Problem to work on: Format every line of the entries below as a JSON list of strings, one string per line, omitting blank lines and leaving the pictures out.

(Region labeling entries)
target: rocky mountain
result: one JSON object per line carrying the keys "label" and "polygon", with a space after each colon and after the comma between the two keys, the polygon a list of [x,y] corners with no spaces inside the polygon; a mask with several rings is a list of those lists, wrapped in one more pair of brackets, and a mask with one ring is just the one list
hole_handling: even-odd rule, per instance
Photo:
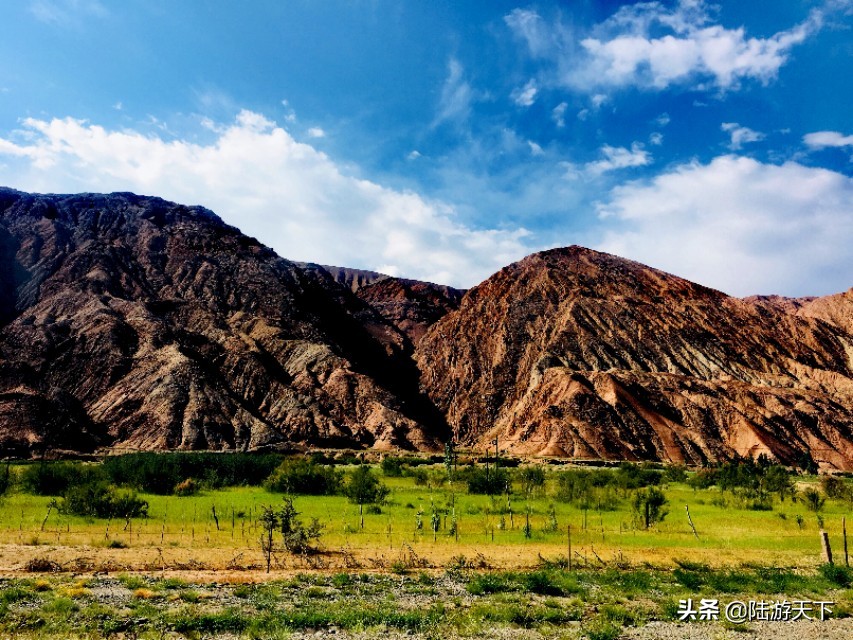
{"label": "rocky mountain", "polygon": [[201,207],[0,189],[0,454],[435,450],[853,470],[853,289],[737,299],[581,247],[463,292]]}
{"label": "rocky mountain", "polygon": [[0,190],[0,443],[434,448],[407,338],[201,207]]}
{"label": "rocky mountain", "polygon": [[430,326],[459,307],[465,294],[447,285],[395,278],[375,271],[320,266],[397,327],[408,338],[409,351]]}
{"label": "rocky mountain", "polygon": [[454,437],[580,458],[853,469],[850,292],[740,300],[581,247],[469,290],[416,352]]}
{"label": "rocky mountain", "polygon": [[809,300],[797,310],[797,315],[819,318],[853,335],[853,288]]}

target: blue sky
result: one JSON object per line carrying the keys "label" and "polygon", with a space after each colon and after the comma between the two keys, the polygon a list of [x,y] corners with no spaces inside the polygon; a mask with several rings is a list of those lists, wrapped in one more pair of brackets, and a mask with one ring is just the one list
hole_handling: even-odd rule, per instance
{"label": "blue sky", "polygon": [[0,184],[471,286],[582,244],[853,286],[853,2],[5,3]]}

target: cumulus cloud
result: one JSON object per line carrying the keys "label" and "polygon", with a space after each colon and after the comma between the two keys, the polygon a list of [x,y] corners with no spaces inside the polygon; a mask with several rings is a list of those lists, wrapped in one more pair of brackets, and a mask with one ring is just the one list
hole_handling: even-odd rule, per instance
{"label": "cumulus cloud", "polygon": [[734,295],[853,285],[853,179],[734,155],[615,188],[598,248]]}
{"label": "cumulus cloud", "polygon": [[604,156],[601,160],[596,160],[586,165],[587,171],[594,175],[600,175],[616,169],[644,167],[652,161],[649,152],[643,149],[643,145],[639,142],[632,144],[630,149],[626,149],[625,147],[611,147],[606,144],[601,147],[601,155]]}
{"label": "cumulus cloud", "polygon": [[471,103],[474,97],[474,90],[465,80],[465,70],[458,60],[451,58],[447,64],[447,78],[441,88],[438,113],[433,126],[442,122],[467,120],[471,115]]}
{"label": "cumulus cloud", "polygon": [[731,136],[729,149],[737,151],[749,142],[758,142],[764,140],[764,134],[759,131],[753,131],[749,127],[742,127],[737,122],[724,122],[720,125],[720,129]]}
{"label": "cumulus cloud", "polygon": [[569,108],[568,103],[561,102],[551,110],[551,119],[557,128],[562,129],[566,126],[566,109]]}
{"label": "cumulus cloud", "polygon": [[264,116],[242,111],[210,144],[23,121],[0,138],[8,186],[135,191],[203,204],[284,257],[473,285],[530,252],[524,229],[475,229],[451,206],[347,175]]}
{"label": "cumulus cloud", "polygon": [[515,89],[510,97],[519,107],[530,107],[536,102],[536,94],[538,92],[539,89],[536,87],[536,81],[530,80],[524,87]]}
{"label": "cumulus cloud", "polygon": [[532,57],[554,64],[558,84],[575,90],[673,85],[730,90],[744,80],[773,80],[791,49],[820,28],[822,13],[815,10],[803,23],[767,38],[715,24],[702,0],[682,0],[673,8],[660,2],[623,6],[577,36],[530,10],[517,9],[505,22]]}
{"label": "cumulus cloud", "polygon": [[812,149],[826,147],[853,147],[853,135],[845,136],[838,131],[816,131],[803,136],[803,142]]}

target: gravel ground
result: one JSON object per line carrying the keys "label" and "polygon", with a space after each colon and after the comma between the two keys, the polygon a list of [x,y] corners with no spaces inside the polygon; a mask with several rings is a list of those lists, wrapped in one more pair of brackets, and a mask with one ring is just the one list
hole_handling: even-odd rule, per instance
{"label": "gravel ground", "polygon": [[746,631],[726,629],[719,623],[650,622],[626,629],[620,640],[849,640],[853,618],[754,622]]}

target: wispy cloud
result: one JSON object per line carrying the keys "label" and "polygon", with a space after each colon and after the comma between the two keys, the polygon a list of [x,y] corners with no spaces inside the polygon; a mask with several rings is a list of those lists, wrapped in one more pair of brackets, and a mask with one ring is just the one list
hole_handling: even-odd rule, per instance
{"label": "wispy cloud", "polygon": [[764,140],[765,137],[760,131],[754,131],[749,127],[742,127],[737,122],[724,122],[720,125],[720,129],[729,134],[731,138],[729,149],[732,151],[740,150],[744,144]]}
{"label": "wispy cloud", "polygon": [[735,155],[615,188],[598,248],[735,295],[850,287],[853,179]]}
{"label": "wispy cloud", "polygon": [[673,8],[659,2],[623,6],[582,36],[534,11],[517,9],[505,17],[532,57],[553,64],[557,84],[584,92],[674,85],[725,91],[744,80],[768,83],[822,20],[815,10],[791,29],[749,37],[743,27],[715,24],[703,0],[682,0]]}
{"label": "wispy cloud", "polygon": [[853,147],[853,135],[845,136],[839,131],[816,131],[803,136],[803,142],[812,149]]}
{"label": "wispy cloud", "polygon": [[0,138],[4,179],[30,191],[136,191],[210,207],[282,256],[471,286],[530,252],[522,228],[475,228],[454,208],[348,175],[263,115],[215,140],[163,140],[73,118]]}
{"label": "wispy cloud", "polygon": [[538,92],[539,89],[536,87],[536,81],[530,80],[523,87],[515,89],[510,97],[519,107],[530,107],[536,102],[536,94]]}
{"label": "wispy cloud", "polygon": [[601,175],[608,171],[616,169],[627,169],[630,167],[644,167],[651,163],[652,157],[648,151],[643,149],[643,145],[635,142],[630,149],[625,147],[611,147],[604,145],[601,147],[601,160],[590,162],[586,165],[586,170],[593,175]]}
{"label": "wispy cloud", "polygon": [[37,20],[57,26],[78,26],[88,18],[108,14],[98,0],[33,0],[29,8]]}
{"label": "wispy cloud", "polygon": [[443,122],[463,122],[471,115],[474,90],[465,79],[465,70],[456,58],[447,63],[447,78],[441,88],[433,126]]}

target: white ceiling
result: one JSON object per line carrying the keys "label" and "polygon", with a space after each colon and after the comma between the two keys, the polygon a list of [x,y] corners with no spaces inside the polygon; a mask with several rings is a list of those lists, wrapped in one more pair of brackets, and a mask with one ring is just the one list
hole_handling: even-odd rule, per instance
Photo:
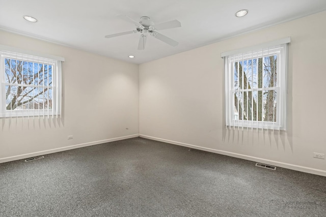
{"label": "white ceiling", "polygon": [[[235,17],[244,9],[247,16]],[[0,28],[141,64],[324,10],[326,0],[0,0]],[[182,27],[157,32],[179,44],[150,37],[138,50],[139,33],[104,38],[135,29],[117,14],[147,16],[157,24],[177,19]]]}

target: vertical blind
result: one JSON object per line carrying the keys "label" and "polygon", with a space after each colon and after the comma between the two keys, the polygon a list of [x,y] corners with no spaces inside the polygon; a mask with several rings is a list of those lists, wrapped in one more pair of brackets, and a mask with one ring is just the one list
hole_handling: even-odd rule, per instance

Reply:
[
  "target: rocky mountain",
  "result: one JSON object per line carrying the keys \"label\" and \"polygon\", with a space after each colon and after the comma between the two keys, the polygon a list of [x,y] corners with no spaces inside the polygon; a mask with several rings is a list of those lists, wrapped in one more pair of brackets, and a mask with one ring is just the one list",
  "hole_handling: even-odd rule, per instance",
  "Photo:",
  "{\"label\": \"rocky mountain\", \"polygon\": [[201,207],[0,189],[0,454],[435,450],[853,470],[853,289],[737,299],[581,247],[463,292]]}",
  "{\"label\": \"rocky mountain\", \"polygon\": [[0,190],[0,443],[434,448],[407,338],[201,207]]}",
  "{\"label\": \"rocky mountain\", \"polygon\": [[430,326],[459,307],[465,294],[447,285],[395,278],[375,271],[320,266],[397,327],[408,338],[409,351]]}",
  "{\"label\": \"rocky mountain\", \"polygon\": [[454,437],[580,458],[853,469],[850,292],[740,300],[581,247],[469,290],[416,352]]}",
  "{\"label\": \"rocky mountain\", \"polygon\": [[809,300],[797,310],[797,315],[819,318],[853,335],[853,288]]}",
  "target: blue sky",
  "result: one JSON object per line carrying the keys \"label\" and \"polygon\", with a space after each colon and after the comma between the two keys, the polygon a list of [x,y] corners with no spaces inside the polygon; a mask with several rings is a list of those lists, wrapped in one more pair of brackets, and a mask with one ring is just the one list",
  "hole_handling: even-odd rule, per instance",
  "{\"label\": \"blue sky\", \"polygon\": [[0,184],[471,286],[582,244],[853,286],[853,2],[5,3]]}",
  "target: cumulus cloud",
  "result: one JSON object per line carrying the keys \"label\" and \"polygon\", with a space after each colon and after the comma between the two keys, the polygon a list of [x,y] corners with no spaces inside the polygon; a mask with several rings is a list of those lists, wrapped in one more pair of brackets, and a mask with one ring is just the one list",
  "hole_handling: even-odd rule, per instance",
  "{\"label\": \"cumulus cloud\", \"polygon\": [[734,295],[853,285],[853,179],[734,155],[615,188],[598,248]]}",
  "{\"label\": \"cumulus cloud\", \"polygon\": [[604,156],[601,160],[596,160],[586,165],[587,171],[594,175],[600,175],[616,169],[644,167],[652,161],[649,152],[643,149],[643,145],[639,142],[632,144],[630,149],[626,149],[625,147],[611,147],[606,144],[601,147],[601,155]]}",
  "{\"label\": \"cumulus cloud\", \"polygon\": [[471,103],[474,97],[474,90],[465,80],[465,70],[458,60],[451,58],[447,64],[447,78],[441,88],[438,113],[433,126],[442,122],[467,120],[471,115]]}",
  "{\"label\": \"cumulus cloud\", \"polygon\": [[731,136],[729,149],[737,151],[749,142],[758,142],[764,140],[764,134],[759,131],[753,131],[749,127],[742,127],[737,122],[724,122],[720,125],[720,129]]}",
  "{\"label\": \"cumulus cloud\", \"polygon\": [[569,108],[568,103],[561,102],[551,110],[551,119],[557,128],[562,129],[566,126],[566,109]]}",
  "{\"label\": \"cumulus cloud\", \"polygon\": [[264,116],[242,111],[210,144],[23,121],[0,138],[8,186],[135,191],[203,204],[284,257],[473,285],[530,252],[524,229],[475,229],[451,206],[347,175]]}",
  "{\"label\": \"cumulus cloud\", \"polygon\": [[515,89],[510,97],[519,107],[530,107],[536,102],[536,94],[538,92],[539,89],[536,87],[536,81],[530,80],[524,87]]}",
  "{\"label\": \"cumulus cloud\", \"polygon\": [[532,57],[554,64],[558,84],[575,90],[673,85],[730,90],[744,80],[773,80],[791,49],[820,28],[822,13],[815,10],[803,23],[767,38],[715,24],[702,0],[682,0],[673,8],[660,2],[623,6],[577,36],[530,10],[517,9],[505,22]]}",
  "{\"label\": \"cumulus cloud\", \"polygon\": [[812,149],[826,147],[853,147],[853,135],[845,136],[838,131],[816,131],[803,136],[803,142]]}",
  "target: gravel ground",
  "result: one JSON object per line carrying the keys \"label\" and \"polygon\", with a space after each colon and after the comma between the two keys, the polygon a list of [x,y] corners with no spaces inside the polygon; a mask with several rings is a list of those lists, wrapped in one more pair of brackets, and a mask with one ring is just the one list",
  "hole_handling: even-odd rule, per instance",
  "{\"label\": \"gravel ground\", \"polygon\": [[746,631],[726,629],[719,623],[650,622],[626,629],[620,640],[849,640],[853,618],[754,622]]}",
  "target: wispy cloud",
  "result: one JSON object per line carrying the keys \"label\" and \"polygon\", with a space after each colon and after the comma between the two keys, the polygon a list of [x,y] corners with no spaces inside the polygon; a mask with several rings is a list of those lists, wrapped in one more pair of brackets, and a mask with one ring is just the one list",
  "hole_handling: even-odd rule, per instance",
  "{\"label\": \"wispy cloud\", \"polygon\": [[764,140],[765,137],[760,131],[754,131],[749,127],[742,127],[737,122],[724,122],[720,125],[720,129],[729,134],[731,138],[729,149],[732,151],[740,150],[744,144]]}",
  "{\"label\": \"wispy cloud\", \"polygon\": [[735,155],[615,188],[598,248],[735,295],[850,287],[853,179]]}",
  "{\"label\": \"wispy cloud\", \"polygon\": [[673,8],[659,2],[623,6],[582,36],[534,11],[517,9],[505,17],[532,57],[553,64],[557,84],[584,92],[674,85],[725,91],[744,80],[768,83],[822,20],[815,10],[791,29],[749,37],[743,27],[715,24],[703,0],[682,0]]}",
  "{\"label\": \"wispy cloud\", \"polygon\": [[853,147],[853,135],[845,136],[839,131],[816,131],[803,136],[803,142],[812,149]]}",
  "{\"label\": \"wispy cloud\", \"polygon\": [[0,138],[4,179],[30,191],[136,191],[210,207],[282,256],[471,286],[530,252],[522,228],[475,228],[454,208],[348,175],[263,115],[215,140],[163,140],[73,118]]}",
  "{\"label\": \"wispy cloud\", \"polygon\": [[538,92],[539,89],[536,87],[536,81],[530,80],[523,87],[515,89],[510,97],[519,107],[530,107],[536,102],[536,94]]}",
  "{\"label\": \"wispy cloud\", \"polygon\": [[601,175],[608,171],[616,169],[627,169],[630,167],[644,167],[651,163],[652,157],[648,151],[643,149],[643,145],[635,142],[630,149],[625,147],[611,147],[604,145],[601,147],[601,160],[590,162],[586,165],[586,170],[593,175]]}",
  "{\"label\": \"wispy cloud\", \"polygon\": [[37,20],[57,26],[78,26],[88,18],[108,14],[98,0],[33,0],[29,8]]}",
  "{\"label\": \"wispy cloud\", \"polygon\": [[443,122],[463,122],[471,115],[474,90],[465,79],[465,70],[456,58],[447,63],[447,78],[441,88],[433,126]]}",
  "target: white ceiling",
  "result: one JSON object per line carrying the keys \"label\" and \"polygon\", with a space after each colon and after the comma between the two keys, the polygon a list of [x,y] corners with no spaces inside the polygon; a mask with several rings is a list of those lists, wrapped in one more pair of brackets, and a mask with one ring is just the one list",
  "hole_handling: even-odd rule, per instance",
  "Photo:",
  "{\"label\": \"white ceiling\", \"polygon\": [[[235,17],[244,9],[247,16]],[[0,28],[141,64],[324,10],[326,0],[0,0]],[[182,27],[157,32],[179,44],[150,37],[138,50],[139,33],[104,38],[135,29],[117,14],[147,16],[157,24],[177,19]]]}",
  "target: vertical blind",
  "result: one JSON object per line carrying the keys \"label\" and \"polygon\", with a space after each colon and after the comma between the two keys, the polygon a list of [x,y] corners with no spaces inside the polygon; a mask with several rings is a list of those lists, wrapped in one more pair of brackets, and a mask with one ring is just the one list",
  "hole_handling: even-odd rule, per instance"
]